→ What you need to do: Rewrite these lines with "instance" changed to "object" wherever it appears, leaving everything else as it is.

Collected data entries
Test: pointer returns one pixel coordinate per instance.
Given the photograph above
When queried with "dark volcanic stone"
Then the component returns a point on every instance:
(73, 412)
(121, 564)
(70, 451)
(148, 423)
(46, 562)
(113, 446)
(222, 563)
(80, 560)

→ Result of the task:
Test: pointer returns one pixel coordinate per object.
Given the photograph above
When queried with "dark volcanic stone"
Then the component returns a point on every object:
(73, 412)
(121, 564)
(70, 451)
(148, 423)
(46, 562)
(113, 446)
(222, 563)
(80, 560)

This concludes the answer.